* ПРЕДЛОЖЕННЫЙ ОТРЫВОК:
——

Надо надеяться, что его письма, в которых есть его адрес последнего жилища в г<ороде> Томске [13], найдутся и установят все подробности его такой необычайно страдальческой жизни и кончины. К нам, повторяю, зашли двое мужчин, сказали, что они проезжают через Москву из Томска и зашли сообщить, что Клюев Николай Алексеевич скончался в Томской тюрьме.
Ничего не добавив, ушли.
Прошло много времени со дня кончины поэта Клюева Н.А. (30 лет), – но невольно с грустью думается: как много ценного он мог бы еще внести в безграничную сокровищницу русский поэзии!
Несомненно, русский народ оценит по достоинству свое детище – и с благодарностью воспримет в его песенных самоцветах красоту и особую мудрость исключительного по самобытности его творчества!
Вечная и славная ему память!
По убеждению Никол<ая> Алекс<еевича>, истинная поэзия должна обладать глубинной мудростью – на основе всеобъемлющей любви!
Заключение
Заканчивая свои «Воспоминания о поэте Клюеве Н.А.», не могу не выразить глубокой благодарности тем, кто потрудился, по справедливости, восстановить нашему уважаемому и дорогому (хотя и посмертно) честь гражданина горячо любимой им Родины и вполне заслуженную славу его творениям среди народов.
Русский народ и поэзия поистине им будут благодарны. Земной им поклон!

——

* ПРЕДОСТАВЛЕННЫЕ ДАННЫЕ:
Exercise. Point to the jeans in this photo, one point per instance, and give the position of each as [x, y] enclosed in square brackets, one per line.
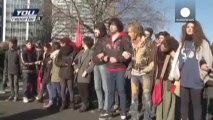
[116, 80]
[83, 89]
[195, 95]
[56, 93]
[144, 80]
[4, 81]
[66, 84]
[30, 84]
[42, 89]
[100, 81]
[14, 85]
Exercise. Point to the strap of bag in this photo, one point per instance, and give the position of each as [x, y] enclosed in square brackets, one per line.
[165, 64]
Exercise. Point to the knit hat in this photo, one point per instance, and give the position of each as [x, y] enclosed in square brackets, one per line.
[65, 40]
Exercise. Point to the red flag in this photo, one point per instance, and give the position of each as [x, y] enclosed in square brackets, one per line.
[78, 37]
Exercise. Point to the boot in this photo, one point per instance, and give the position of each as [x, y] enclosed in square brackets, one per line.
[63, 106]
[49, 105]
[83, 108]
[72, 106]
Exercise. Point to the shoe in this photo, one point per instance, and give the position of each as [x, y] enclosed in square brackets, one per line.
[2, 92]
[72, 106]
[83, 108]
[123, 116]
[15, 99]
[25, 100]
[106, 115]
[63, 107]
[99, 110]
[9, 98]
[48, 105]
[37, 98]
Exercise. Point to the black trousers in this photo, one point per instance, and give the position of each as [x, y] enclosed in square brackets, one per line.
[66, 84]
[14, 86]
[195, 96]
[83, 89]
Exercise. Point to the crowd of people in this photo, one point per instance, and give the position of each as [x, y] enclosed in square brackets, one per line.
[125, 67]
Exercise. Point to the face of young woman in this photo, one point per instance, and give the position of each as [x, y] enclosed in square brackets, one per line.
[29, 45]
[132, 34]
[97, 32]
[147, 34]
[113, 28]
[190, 29]
[161, 38]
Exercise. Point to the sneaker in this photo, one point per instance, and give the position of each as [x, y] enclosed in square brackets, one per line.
[48, 105]
[15, 99]
[106, 116]
[25, 100]
[123, 116]
[9, 98]
[2, 92]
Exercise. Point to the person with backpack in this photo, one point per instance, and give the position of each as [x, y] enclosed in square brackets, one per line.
[12, 66]
[195, 55]
[64, 61]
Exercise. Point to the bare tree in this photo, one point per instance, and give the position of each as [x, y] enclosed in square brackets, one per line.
[89, 12]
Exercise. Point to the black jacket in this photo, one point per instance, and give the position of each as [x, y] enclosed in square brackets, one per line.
[46, 69]
[116, 48]
[64, 61]
[99, 45]
[28, 59]
[12, 64]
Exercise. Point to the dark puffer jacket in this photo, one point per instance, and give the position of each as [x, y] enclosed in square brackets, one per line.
[64, 61]
[100, 44]
[28, 59]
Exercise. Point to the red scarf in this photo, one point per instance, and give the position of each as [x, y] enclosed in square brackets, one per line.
[29, 49]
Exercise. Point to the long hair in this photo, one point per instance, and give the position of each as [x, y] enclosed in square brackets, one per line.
[198, 34]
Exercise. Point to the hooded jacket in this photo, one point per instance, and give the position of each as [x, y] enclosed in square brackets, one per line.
[115, 49]
[12, 61]
[28, 59]
[99, 45]
[64, 62]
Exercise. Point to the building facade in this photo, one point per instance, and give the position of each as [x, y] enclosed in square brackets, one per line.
[20, 29]
[64, 19]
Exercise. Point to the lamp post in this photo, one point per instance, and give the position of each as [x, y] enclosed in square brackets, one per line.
[27, 23]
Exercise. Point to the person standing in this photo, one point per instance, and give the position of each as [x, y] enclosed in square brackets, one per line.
[116, 66]
[195, 55]
[84, 68]
[55, 97]
[28, 67]
[141, 65]
[12, 66]
[100, 73]
[66, 73]
[167, 45]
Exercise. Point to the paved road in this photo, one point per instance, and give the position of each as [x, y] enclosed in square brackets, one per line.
[34, 111]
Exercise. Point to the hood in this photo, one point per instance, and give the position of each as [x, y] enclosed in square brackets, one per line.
[102, 28]
[54, 54]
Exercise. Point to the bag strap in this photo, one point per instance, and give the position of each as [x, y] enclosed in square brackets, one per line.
[165, 64]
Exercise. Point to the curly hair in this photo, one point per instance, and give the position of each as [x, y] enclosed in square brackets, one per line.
[198, 34]
[117, 22]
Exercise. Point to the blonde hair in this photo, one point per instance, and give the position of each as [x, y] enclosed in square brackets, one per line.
[136, 28]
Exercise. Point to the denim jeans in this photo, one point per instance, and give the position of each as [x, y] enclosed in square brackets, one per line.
[30, 84]
[100, 81]
[116, 81]
[4, 81]
[14, 86]
[49, 87]
[56, 93]
[144, 80]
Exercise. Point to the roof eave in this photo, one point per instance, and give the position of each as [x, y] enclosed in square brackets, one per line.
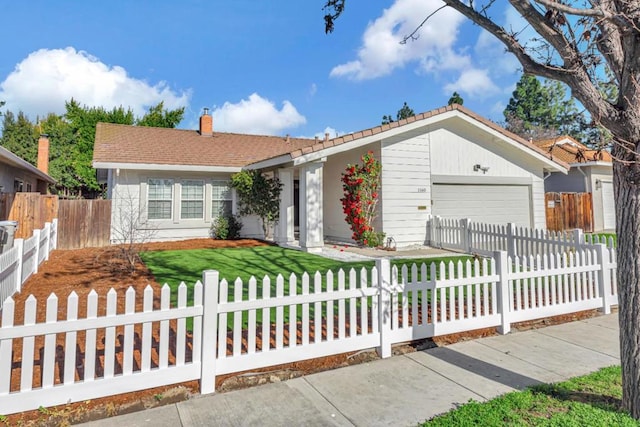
[282, 161]
[596, 163]
[165, 167]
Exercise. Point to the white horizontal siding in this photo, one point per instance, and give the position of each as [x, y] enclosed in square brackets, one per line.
[494, 204]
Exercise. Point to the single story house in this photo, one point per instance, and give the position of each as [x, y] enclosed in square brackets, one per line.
[449, 162]
[591, 171]
[17, 175]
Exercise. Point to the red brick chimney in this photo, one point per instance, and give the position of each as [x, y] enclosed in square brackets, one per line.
[43, 153]
[206, 123]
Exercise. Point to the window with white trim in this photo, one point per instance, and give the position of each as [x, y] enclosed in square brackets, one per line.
[221, 199]
[160, 198]
[192, 199]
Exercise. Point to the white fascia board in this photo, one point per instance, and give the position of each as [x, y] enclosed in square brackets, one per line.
[596, 163]
[551, 166]
[161, 167]
[281, 161]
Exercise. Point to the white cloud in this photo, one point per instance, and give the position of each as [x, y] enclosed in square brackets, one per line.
[381, 51]
[475, 83]
[256, 115]
[43, 81]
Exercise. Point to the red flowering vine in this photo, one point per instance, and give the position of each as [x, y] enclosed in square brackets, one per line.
[361, 185]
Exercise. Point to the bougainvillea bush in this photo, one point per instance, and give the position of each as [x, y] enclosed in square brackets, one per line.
[361, 186]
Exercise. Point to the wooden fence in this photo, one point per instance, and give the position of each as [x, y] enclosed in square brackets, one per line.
[566, 211]
[31, 210]
[239, 326]
[84, 223]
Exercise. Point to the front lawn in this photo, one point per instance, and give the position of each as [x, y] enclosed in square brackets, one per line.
[591, 400]
[173, 267]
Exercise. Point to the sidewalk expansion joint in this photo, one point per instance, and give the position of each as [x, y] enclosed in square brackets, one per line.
[328, 401]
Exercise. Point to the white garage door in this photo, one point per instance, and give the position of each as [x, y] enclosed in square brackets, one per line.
[494, 204]
[608, 207]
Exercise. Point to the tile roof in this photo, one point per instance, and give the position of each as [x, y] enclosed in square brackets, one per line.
[147, 145]
[422, 116]
[569, 150]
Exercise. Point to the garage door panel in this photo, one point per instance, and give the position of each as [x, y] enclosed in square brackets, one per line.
[496, 204]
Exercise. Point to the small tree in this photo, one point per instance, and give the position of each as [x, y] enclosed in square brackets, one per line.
[403, 113]
[131, 230]
[361, 184]
[258, 195]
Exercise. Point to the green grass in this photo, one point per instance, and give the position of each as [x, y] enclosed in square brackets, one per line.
[591, 400]
[173, 267]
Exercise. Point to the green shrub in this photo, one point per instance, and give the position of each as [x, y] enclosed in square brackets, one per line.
[226, 228]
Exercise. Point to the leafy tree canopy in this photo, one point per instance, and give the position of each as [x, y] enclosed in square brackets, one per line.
[72, 137]
[258, 195]
[402, 113]
[158, 116]
[455, 99]
[575, 43]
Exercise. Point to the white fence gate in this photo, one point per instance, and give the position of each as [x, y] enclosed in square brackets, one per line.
[238, 326]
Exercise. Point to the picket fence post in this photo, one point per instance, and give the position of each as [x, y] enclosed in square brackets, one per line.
[19, 245]
[37, 254]
[578, 238]
[465, 234]
[210, 280]
[383, 265]
[54, 229]
[604, 277]
[504, 301]
[511, 239]
[437, 231]
[47, 246]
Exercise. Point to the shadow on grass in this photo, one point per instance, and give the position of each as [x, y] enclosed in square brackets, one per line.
[598, 400]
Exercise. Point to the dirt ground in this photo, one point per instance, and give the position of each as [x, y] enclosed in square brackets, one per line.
[101, 269]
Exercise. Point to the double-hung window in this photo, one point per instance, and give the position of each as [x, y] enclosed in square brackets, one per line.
[192, 202]
[221, 199]
[160, 197]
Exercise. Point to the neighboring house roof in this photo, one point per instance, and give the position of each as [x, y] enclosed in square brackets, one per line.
[366, 136]
[8, 158]
[122, 145]
[569, 150]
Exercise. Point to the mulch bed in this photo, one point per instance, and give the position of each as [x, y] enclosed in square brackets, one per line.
[101, 269]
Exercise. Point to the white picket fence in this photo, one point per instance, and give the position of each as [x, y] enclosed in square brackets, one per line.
[483, 239]
[242, 326]
[22, 260]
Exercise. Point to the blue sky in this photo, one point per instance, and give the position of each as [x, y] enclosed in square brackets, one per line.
[262, 67]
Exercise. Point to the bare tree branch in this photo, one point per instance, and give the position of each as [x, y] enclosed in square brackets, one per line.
[412, 35]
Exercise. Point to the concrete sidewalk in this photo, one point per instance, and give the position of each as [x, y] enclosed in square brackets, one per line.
[403, 390]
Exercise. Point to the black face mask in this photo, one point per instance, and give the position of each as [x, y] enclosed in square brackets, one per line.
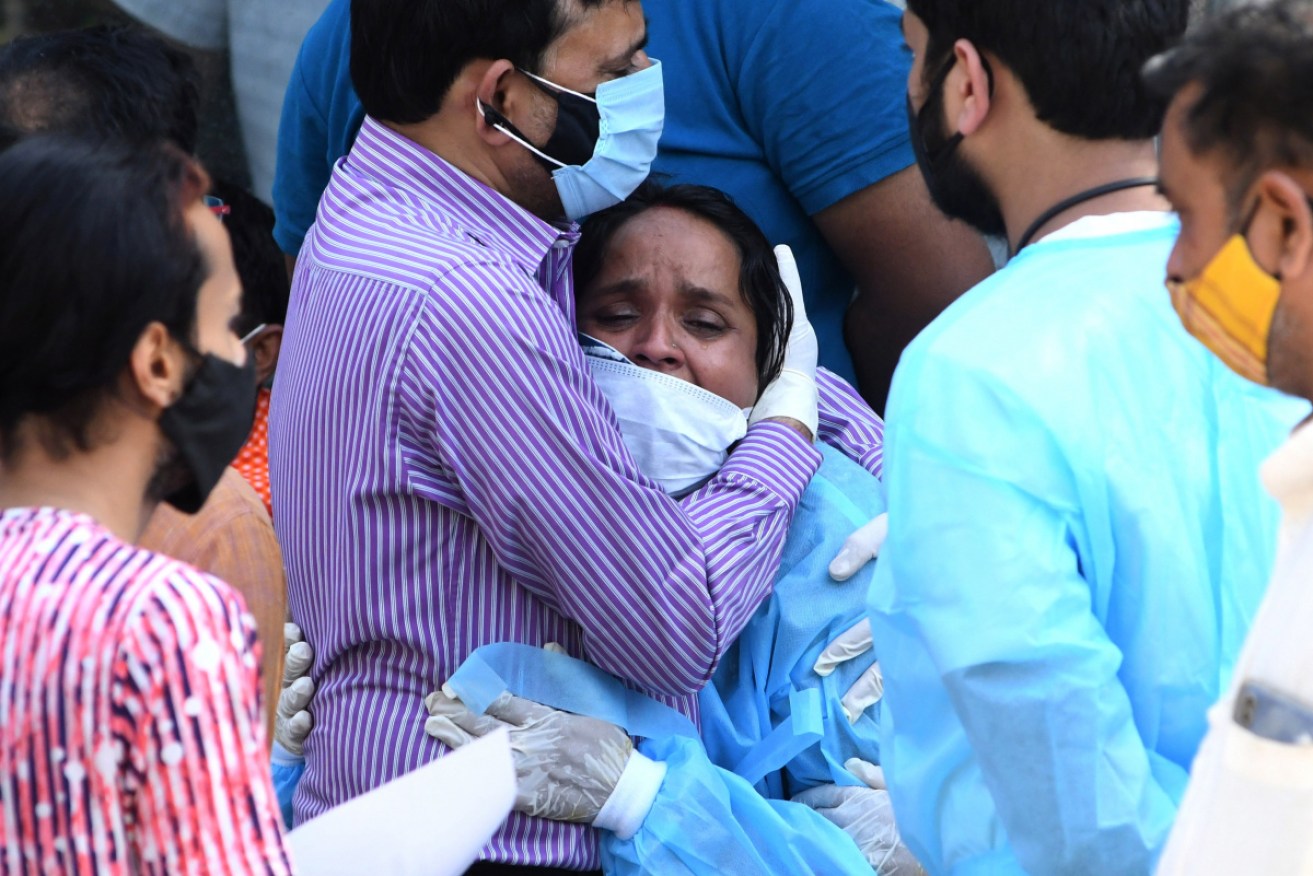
[208, 426]
[955, 187]
[575, 135]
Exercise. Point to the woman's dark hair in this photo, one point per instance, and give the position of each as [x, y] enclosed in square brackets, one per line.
[103, 82]
[759, 275]
[93, 247]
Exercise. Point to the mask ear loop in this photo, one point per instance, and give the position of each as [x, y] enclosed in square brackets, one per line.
[500, 122]
[936, 97]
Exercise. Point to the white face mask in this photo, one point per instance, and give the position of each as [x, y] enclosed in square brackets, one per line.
[678, 434]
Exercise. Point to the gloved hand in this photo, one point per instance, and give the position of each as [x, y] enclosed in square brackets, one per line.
[793, 394]
[860, 548]
[567, 765]
[868, 772]
[869, 687]
[868, 817]
[292, 721]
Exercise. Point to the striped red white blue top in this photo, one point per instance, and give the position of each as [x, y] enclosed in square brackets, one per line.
[131, 737]
[445, 474]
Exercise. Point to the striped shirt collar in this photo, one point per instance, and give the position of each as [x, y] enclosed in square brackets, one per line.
[494, 219]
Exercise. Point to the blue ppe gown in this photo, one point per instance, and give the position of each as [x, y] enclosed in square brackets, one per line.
[772, 658]
[707, 820]
[1078, 543]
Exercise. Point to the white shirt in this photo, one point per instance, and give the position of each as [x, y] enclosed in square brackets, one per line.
[1249, 807]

——

* ЗАДАНИЕ: Отредактируйте отрывок о Клюеве: перепишите его часть от слов «Вечная и славная» до слов «творениям среди народов.» включительно, заменив «Родины» на «Отчизны». Данные для работы не нужны.

* МЕСТО ДЛЯ ОТВЕТА:
Вечная и славная ему память!
По убеждению Никол<ая> Алекс<еевича>, истинная поэзия должна обладать глубинной мудростью – на основе всеобъемлющей любви!
Заключение
Заканчивая свои «Воспоминания о поэте Клюеве Н.А.», не могу не выразить глубокой благодарности тем, кто потрудился, по справедливости, восстановить нашему уважаемому и дорогому (хотя и посмертно) честь гражданина горячо любимой им Отчизны и вполне заслуженную славу его творениям среди народов.